- [Text provided]
What’s So Special about Specialty Coffee?

 

Specialty coffee is about honoring every one of the many stages coffee goes through, and all the people involved in its production. It’s about finding the very best beans and trying to unleash their full flavor potential at every stage of the process, from planting through to brewing. 

“Specialty” is also much more than just a marketing term. There are organized specialty coffee associations that formally track, test and set world standards. 

Among them are associations of America, Australia, Japan and Europe that hold competitions, certification courses and symposiums to promote and regulate any coffee being called “specialty.” 

By competitions, we’re talking world-class events with specialized categories, like the World Coffee in Good Spirits Championship for boozy brews, with fifteen pages of rules and regulations. It’s serious business. Considering the long trip a coffee bean takes, and the many hands that help get it to your kitchen, regulation can take out a lot of guesswork for coffee-makers. 

With specialty coffee, baristas know the origin and quality, so it’s easier to predict the taste. From there they can test, taste and blend away to bring out the most complex flavors.

- [Given problem] In the specialty coffee text, which championship is given as an example of a competition for boozy brews?

- [Provided material]
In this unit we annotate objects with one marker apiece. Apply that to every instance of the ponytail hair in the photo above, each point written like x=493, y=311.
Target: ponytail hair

- [Task response] The World Coffee in Good Spirits Championship.